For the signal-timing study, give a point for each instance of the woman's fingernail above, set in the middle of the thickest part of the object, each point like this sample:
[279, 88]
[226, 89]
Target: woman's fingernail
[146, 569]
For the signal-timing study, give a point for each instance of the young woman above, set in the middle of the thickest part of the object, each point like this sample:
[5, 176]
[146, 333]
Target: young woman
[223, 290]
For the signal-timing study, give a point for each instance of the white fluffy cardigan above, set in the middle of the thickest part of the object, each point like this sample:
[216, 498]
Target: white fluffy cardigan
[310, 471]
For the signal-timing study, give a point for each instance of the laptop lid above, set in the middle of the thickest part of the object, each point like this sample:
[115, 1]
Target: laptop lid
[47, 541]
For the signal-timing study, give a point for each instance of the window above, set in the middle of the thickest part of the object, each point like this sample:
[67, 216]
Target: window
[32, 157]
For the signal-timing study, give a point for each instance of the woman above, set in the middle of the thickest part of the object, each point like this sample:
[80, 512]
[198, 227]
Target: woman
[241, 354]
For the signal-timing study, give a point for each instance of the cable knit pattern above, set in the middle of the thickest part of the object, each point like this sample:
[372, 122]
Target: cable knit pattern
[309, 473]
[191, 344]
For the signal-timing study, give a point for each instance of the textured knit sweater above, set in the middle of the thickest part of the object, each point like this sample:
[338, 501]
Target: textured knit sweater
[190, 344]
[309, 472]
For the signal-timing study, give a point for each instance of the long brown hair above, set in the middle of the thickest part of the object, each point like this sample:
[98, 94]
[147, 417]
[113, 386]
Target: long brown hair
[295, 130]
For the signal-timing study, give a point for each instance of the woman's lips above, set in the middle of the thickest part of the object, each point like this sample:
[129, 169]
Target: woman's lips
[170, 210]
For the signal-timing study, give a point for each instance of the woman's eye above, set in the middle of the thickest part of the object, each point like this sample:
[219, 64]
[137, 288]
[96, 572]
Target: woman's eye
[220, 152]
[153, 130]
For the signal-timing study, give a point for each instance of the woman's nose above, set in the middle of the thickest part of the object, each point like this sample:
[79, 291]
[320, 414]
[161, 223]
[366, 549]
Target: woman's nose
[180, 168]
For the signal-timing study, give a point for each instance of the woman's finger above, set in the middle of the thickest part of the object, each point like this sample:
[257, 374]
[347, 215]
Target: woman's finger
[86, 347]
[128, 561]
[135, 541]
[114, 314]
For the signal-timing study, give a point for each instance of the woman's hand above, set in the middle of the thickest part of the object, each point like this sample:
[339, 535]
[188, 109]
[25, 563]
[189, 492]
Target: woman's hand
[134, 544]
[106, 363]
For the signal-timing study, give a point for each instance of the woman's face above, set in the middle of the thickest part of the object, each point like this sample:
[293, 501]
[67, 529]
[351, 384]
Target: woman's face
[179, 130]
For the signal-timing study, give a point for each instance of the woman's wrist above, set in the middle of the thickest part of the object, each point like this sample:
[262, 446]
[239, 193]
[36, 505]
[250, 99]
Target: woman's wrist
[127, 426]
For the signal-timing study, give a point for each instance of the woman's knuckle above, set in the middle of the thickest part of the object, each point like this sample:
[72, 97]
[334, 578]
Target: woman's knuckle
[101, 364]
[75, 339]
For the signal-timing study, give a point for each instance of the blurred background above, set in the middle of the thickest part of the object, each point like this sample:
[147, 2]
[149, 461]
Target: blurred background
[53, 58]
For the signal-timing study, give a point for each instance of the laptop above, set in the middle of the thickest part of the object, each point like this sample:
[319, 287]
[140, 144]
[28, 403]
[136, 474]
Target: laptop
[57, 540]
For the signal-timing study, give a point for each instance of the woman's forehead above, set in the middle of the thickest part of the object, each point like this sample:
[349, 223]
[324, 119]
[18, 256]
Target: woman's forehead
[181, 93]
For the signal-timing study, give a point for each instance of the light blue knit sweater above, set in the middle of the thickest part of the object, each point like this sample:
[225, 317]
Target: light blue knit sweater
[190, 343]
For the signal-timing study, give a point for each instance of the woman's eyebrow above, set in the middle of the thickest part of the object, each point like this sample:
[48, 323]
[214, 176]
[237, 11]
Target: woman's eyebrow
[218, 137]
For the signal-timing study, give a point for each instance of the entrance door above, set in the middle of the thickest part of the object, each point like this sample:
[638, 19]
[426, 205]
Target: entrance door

Exercise description:
Show each line of the data that contains the string "door".

Answer to the exercise:
For the signal-timing study, give a point for each instance of the entrance door above, set in the middle of the thickest part of the object, each point like this sample:
Target: entrance door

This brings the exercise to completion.